§ **OPDRACHT 1**: Vat de tekst over fiscale transparantie samen in twee zinnen.
§ **OPDRACHT 2**: Wat heeft de verdediging volgens de tekst over fiscale transparantie ter terechtzitting over de Anstalt aangevoerd?
§ **OPDRACHT 3**: Noem alle zaken die volgens de tekst over fiscale transparantie op grond van de incorporatieleer naar het recht van de statutaire zetel moeten worden bepaald.

§ **GEËXTRAHEERDE TEKST**:
5. In het tweede middel en de toelichting daarop wordt de klacht geuit dat ’s hofs oordeel dat op grond van uitsluitend het Nederlandse belastingrecht moet worden aangenomen dat er sprake is van fiscale transparantie rechtens onjuist is, althans zonder nadere motivering onbegrijpelijk, tengevolge waarvan de bewezenverklaring niet naar de eis der wet met redenen omkleed is.
6. Ter terechtzitting heeft de verdediging aangevoerd dat naar het recht van Liechtenstein er ten aanzien van de Anstalt geen sprake is van fiscale transparantie. Blijkens de pleitnota was daartoe aangevoerd dat volgens het Nederlandse internationaal privaatrecht op grond van de zogenaamde incorporatieleer de structuur van de rechtspersoon, de inrichting en de verhouding tussen de organen dienen te worden bepaald aan de hand van het recht van de statutaire zetel, te weten het recht van Liechtenstein.
Het hof heeft met betrekking tot het verweer onder meer overwogen ‘’dat de vraag of er sprake is van transparantie in fiscaalrechtelijke zin, dient te worden beantwoord naar regels van Nederlands belastingrecht’’.

§ **OVERZICHT GEGEVENS**:
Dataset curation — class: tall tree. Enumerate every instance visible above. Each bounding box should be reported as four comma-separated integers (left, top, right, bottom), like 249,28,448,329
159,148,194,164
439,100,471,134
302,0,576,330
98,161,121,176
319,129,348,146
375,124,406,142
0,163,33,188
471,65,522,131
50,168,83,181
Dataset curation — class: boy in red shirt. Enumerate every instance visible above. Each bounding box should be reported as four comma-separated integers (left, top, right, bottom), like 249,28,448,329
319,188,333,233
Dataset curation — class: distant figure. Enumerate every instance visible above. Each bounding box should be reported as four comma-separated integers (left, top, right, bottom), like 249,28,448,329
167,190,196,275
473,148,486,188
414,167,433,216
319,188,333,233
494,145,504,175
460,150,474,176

§ **JOUW OPLOSSING 1**: In het tweede middel wordt geklaagd dat het oordeel van het hof, dat fiscale transparantie uitsluitend naar Nederlands belastingrecht moet worden beoordeeld, rechtens onjuist of onbegrijpelijk is, waardoor de bewezenverklaring niet naar de eis der wet met redenen is omkleed. De verdediging had op grond van de incorporatieleer aangevoerd dat naar het recht van Liechtenstein bij de Anstalt geen sprake is van fiscale transparantie, maar het hof overwoog dat die vraag naar Nederlands belastingrecht moet worden beantwoord.

§ **JOUW OPLOSSING 2**: Dat er naar het recht van Liechtenstein ten aanzien van de Anstalt geen sprake is van fiscale transparantie.

§ **JOUW OPLOSSING 3**:
- de structuur van de rechtspersoon
- de inrichting
- de verhouding tussen de organen